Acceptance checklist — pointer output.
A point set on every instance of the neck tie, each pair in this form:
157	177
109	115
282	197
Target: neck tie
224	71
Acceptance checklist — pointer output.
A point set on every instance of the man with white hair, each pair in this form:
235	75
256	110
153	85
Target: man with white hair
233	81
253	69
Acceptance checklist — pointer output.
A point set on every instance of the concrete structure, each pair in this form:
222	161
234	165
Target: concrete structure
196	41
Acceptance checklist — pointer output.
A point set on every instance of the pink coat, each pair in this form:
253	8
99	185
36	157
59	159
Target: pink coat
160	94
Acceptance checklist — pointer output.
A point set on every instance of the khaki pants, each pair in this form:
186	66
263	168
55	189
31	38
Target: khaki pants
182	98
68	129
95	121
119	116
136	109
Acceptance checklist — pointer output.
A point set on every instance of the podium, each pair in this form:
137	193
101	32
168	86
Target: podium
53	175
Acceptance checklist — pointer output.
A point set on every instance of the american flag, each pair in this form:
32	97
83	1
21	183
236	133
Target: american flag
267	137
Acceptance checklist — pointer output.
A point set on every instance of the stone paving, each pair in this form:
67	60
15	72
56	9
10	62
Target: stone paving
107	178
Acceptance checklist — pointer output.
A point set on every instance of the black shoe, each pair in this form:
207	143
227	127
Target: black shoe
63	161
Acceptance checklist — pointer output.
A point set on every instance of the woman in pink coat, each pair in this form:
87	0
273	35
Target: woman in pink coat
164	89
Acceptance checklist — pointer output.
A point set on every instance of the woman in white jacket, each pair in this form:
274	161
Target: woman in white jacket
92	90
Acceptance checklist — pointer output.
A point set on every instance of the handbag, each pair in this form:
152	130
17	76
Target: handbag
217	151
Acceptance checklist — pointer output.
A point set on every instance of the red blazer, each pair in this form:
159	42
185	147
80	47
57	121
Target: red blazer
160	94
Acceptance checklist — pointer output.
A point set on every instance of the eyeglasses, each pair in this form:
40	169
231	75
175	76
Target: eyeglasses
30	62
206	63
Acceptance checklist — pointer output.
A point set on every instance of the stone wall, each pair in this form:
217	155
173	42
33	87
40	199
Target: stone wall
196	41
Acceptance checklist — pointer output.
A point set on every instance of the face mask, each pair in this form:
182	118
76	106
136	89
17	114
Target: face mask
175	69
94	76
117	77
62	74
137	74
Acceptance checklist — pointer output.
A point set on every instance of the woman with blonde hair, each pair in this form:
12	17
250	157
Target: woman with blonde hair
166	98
----
* THE REQUEST *
Retype all of the material, keeping each line exact.

* RESPONSE *
Acceptance checklist — pointer output.
A point set on every instance of the neck tie, each pair in this form:
157	177
109	115
282	197
Target: neck tie
224	71
Acceptance checklist — pointer output.
A point set on every instance of the man with white hair, each pair in this form:
235	75
256	110
153	85
Target: man with white hair
233	81
253	69
Acceptance checklist — pointer output.
A point set on every instance of the concrete structure, each pair in this form:
222	161
234	165
Target: concrete structure
196	41
Acceptance checklist — pointer output.
A point set on every instance of the pink coat, each pair in this form:
253	8
99	185
36	157
59	159
Target: pink coat
160	94
Acceptance checklist — pointer output.
A point set on every instance of the khaki pants, each pair in this form:
186	66
263	168
55	189
31	38
Target: khaki pants
182	98
68	129
95	121
119	116
136	109
Acceptance checklist — pointer output.
A point set on every instance of the podium, each pair in this form:
137	193
101	32
168	86
Target: podium
53	175
Acceptance checklist — pointer output.
A point set on every instance of the american flag, each pair in this form:
32	97
83	1
21	183
236	133
Target: american flag
267	137
Acceptance checklist — pointer output.
A point set on every instance of the stone paving, each pair in this form:
67	60
15	72
56	9
10	62
Target: stone paving
107	178
Acceptance checklist — pointer output.
A point set on every instance of the black shoe, each pair in this form:
207	143
227	127
Target: black shoe
63	161
Acceptance checklist — pointer output.
A point set on every instance of the woman in pink coat, each pair in this form:
87	0
273	35
Target: woman in pink coat
164	89
Acceptance checklist — pointer output.
A point set on every instance of the woman in white jacket, each pair in this form:
274	161
Target: woman in white jacket
92	90
Acceptance checklist — pointer output.
A point set on every instance of the handbag, each pair in this form:
152	130
17	76
Target: handbag
217	151
Acceptance checklist — pointer output.
A point set on every instance of the red blazer, each pair in this form:
159	42
185	147
80	47
57	121
Target: red blazer
160	94
Acceptance checklist — pointer output.
A point set on every instance of the eyeglasses, each pair in this form:
40	169
231	75
175	76
Target: eyeglasses
30	62
206	63
Acceptance checklist — pointer output.
A point set on every instance of the stone wall, each pair in this form:
217	155
173	42
33	87
40	199
Target: stone wall
196	41
Acceptance checklist — pointer output.
A point set on every instance of the face mask, each pair in this form:
182	118
76	106
136	89
17	114
Target: face mask
175	69
94	76
117	77
62	74
137	74
Acceptance checklist — pointer output.
A point set on every instance of the woman with blonde hair, each pair in this form:
12	17
250	157
Target: woman with blonde hair
166	98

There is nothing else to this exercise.